= MATERIAL FOR THE TASK =
.....
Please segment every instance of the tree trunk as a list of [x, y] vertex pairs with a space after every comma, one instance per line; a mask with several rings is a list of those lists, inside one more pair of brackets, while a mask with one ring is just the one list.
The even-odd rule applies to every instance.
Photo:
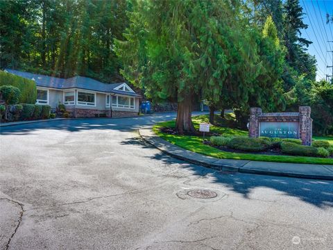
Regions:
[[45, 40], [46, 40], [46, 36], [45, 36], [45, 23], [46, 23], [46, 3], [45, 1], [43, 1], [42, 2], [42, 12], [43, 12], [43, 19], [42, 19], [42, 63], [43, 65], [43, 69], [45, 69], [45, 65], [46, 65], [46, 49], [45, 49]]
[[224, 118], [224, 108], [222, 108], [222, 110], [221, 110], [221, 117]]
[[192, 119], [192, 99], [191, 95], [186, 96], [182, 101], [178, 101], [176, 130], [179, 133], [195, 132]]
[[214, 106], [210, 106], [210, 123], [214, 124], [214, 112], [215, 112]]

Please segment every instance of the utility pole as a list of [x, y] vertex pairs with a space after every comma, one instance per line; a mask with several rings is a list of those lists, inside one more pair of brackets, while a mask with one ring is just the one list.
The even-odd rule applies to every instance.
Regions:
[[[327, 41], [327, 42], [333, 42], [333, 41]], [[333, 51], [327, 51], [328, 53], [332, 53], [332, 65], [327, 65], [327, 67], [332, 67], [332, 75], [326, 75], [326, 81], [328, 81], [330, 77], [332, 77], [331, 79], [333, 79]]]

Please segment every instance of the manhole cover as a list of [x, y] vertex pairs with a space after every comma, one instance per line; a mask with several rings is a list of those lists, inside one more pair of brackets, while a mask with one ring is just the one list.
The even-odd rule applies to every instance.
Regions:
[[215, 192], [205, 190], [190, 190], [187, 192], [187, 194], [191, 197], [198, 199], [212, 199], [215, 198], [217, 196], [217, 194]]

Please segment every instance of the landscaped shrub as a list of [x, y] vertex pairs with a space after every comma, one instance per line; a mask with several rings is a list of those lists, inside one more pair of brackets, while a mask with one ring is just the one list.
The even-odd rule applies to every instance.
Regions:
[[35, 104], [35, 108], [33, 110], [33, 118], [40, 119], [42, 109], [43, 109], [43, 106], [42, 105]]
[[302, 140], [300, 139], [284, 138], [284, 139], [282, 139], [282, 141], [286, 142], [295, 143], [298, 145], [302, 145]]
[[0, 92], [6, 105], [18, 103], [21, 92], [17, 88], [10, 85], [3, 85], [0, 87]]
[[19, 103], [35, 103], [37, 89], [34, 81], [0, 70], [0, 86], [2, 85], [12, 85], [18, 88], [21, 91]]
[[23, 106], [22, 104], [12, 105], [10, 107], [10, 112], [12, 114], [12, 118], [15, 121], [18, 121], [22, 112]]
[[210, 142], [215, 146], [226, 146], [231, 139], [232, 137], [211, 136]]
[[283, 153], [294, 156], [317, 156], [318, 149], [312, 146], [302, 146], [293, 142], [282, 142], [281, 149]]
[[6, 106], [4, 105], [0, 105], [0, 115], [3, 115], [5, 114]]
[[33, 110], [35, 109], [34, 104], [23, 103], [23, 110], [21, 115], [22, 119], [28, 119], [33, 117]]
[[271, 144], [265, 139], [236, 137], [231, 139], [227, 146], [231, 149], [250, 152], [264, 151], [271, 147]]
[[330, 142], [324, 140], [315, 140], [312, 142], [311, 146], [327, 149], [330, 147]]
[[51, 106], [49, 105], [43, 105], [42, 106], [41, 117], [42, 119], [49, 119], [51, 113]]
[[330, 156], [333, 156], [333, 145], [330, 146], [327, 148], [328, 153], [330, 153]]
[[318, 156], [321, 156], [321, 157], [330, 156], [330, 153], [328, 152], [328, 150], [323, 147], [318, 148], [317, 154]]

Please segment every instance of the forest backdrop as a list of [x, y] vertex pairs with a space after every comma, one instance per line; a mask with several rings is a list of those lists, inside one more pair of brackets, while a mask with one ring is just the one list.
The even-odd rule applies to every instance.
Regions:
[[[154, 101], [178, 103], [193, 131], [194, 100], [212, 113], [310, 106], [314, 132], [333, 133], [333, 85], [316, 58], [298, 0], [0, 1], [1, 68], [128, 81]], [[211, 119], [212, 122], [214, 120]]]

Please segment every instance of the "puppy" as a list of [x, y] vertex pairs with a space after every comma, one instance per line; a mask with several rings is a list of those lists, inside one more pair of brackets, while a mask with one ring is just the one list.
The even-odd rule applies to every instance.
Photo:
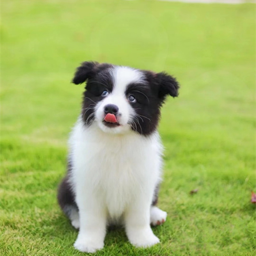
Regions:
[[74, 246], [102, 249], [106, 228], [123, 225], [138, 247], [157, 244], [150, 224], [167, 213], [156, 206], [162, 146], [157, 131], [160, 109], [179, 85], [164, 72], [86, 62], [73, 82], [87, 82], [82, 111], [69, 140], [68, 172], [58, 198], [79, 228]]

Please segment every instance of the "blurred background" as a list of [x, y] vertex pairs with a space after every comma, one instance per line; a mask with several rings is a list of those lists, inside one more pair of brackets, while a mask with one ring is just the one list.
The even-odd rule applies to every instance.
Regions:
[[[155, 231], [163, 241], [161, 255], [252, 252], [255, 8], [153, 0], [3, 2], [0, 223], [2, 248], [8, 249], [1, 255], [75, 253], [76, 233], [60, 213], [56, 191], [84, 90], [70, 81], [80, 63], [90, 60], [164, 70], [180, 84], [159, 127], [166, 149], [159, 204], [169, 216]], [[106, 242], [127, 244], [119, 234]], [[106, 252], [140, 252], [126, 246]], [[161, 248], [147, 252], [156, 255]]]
.....
= EXERCISE OBJECTIVE =
Please rewrite the lines from the top down to and including the line containing "79], [333, 79]]]" as a two-column CSV with the headers instruction and answer. Each row should pair one block's instruction text with its answer, each in a single quoted field with line breaks turned into spaces, and the picture should be left out.

= ANSWER TO THIS TASK =
instruction,answer
"Please segment every instance of the tree trunk as a list of [x, y] vertex pairs with a space after every comma, one instance per line; a mask with several rings is a list of those lists, inside one more pair of brackets, while a mask with one ring is just the one list. The even-odd rule applies to every instance. Photo: Regions:","[[45, 40], [46, 40], [46, 36], [45, 36], [45, 23], [46, 23], [46, 3], [45, 1], [43, 1], [42, 2], [42, 12], [43, 12], [43, 19], [42, 19], [42, 63], [43, 65], [43, 69], [45, 69], [45, 65], [46, 65], [46, 49], [45, 49]] [[224, 118], [224, 108], [222, 108], [222, 110], [221, 110], [221, 117]] [[192, 119], [192, 99], [191, 95], [186, 96], [182, 101], [178, 101], [176, 130], [179, 133], [195, 132]] [[214, 106], [210, 106], [210, 123], [214, 124], [214, 112], [215, 112]]"
"Please segment every instance of the utility pole as a list of [x, y] vertex pairs with a space after every comma, one instance per line; a mask with several rings is a list of those lists, inside one more pair of brackets, while a mask with one ring is just the one list. The even-odd rule applies to every instance. Regions:","[[[327, 41], [327, 42], [333, 42], [333, 41]], [[333, 51], [327, 51], [328, 53], [332, 53], [332, 65], [327, 65], [327, 67], [332, 67], [332, 75], [326, 75], [326, 81], [328, 81], [330, 77], [332, 77], [331, 79], [333, 79]]]"